Pick out every line below that contains the word "green" and copy each one.
-------- Supplied data
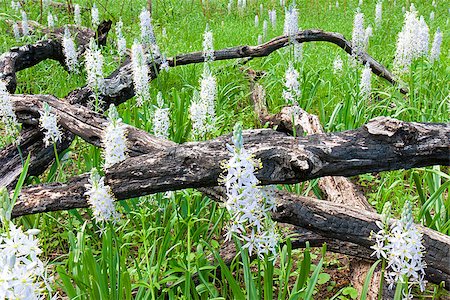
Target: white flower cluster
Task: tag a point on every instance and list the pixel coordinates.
(94, 68)
(7, 115)
(378, 14)
(401, 245)
(95, 20)
(337, 65)
(242, 4)
(50, 20)
(436, 46)
(291, 90)
(291, 22)
(161, 121)
(22, 274)
(208, 92)
(101, 198)
(360, 36)
(208, 48)
(49, 122)
(273, 17)
(121, 42)
(412, 41)
(16, 31)
(77, 14)
(25, 26)
(198, 115)
(265, 28)
(365, 86)
(16, 5)
(70, 51)
(140, 73)
(147, 34)
(114, 139)
(248, 204)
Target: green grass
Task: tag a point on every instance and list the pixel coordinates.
(165, 245)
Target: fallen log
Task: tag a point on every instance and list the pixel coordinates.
(120, 88)
(20, 58)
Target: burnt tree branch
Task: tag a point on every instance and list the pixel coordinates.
(382, 144)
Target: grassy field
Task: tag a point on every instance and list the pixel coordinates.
(163, 245)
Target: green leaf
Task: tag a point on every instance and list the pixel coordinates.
(323, 278)
(369, 275)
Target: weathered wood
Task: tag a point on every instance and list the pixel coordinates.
(120, 88)
(12, 157)
(355, 225)
(83, 122)
(303, 36)
(381, 145)
(20, 58)
(337, 189)
(329, 220)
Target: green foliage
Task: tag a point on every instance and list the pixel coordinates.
(167, 245)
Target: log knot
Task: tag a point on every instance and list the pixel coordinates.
(383, 126)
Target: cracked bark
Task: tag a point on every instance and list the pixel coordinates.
(119, 85)
(198, 164)
(336, 188)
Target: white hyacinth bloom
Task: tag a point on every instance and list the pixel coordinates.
(298, 51)
(161, 121)
(273, 17)
(101, 198)
(94, 68)
(259, 39)
(412, 41)
(95, 19)
(247, 203)
(208, 93)
(121, 42)
(16, 31)
(70, 52)
(436, 47)
(50, 21)
(208, 48)
(265, 27)
(367, 34)
(147, 34)
(365, 85)
(358, 34)
(423, 38)
(291, 22)
(114, 139)
(16, 5)
(49, 124)
(198, 114)
(164, 64)
(140, 73)
(291, 91)
(400, 243)
(23, 275)
(7, 115)
(337, 65)
(25, 27)
(77, 14)
(378, 14)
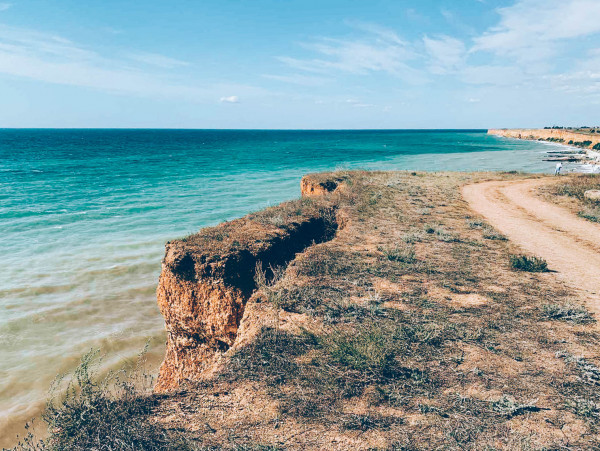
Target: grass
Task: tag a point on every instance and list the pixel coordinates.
(577, 314)
(103, 413)
(350, 348)
(528, 264)
(400, 253)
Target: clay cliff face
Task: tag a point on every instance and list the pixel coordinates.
(546, 134)
(208, 278)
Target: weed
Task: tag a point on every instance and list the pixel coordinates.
(367, 422)
(588, 372)
(590, 213)
(584, 408)
(509, 407)
(491, 234)
(411, 238)
(109, 413)
(475, 224)
(577, 314)
(528, 264)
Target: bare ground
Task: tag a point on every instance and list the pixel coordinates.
(571, 245)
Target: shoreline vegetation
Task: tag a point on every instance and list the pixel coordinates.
(400, 321)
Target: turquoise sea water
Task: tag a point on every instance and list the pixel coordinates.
(84, 215)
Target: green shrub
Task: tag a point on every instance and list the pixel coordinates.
(529, 264)
(568, 312)
(404, 253)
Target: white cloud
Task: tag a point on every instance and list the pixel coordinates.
(380, 50)
(299, 79)
(54, 59)
(531, 29)
(493, 75)
(230, 99)
(155, 59)
(357, 104)
(446, 53)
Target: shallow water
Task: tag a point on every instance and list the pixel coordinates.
(84, 215)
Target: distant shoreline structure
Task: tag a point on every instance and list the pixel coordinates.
(589, 142)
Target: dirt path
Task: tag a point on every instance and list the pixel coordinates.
(569, 244)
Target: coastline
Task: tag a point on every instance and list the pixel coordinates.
(254, 346)
(585, 141)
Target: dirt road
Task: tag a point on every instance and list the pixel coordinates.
(570, 245)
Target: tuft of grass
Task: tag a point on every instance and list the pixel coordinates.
(400, 253)
(507, 406)
(577, 314)
(590, 213)
(368, 422)
(491, 234)
(413, 237)
(583, 407)
(103, 413)
(528, 264)
(475, 224)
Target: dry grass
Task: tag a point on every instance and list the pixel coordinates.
(408, 330)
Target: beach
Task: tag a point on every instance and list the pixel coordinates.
(86, 215)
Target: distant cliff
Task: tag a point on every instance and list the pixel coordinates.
(569, 137)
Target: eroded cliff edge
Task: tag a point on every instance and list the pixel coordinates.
(208, 278)
(563, 136)
(407, 330)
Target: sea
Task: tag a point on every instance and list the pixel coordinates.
(85, 214)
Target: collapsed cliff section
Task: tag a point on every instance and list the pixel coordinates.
(408, 330)
(207, 278)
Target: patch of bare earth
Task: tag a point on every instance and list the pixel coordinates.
(407, 330)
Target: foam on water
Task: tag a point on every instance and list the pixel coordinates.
(84, 215)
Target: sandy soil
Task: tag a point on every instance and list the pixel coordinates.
(570, 245)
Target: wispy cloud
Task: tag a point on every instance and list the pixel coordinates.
(300, 79)
(155, 59)
(230, 99)
(53, 59)
(377, 50)
(532, 29)
(446, 53)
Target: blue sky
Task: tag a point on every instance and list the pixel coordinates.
(299, 63)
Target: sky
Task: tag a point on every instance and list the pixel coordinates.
(298, 64)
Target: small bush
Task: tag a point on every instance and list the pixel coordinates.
(491, 234)
(404, 254)
(568, 312)
(509, 407)
(367, 422)
(108, 413)
(591, 214)
(584, 408)
(528, 264)
(475, 224)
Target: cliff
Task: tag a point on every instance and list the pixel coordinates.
(563, 136)
(388, 318)
(208, 278)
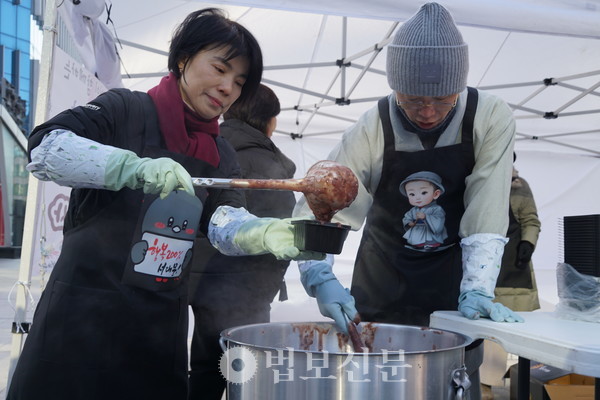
----------------
**Output below**
Target: green grass
Target: green leaf
Target: green foliage
Target: green shrub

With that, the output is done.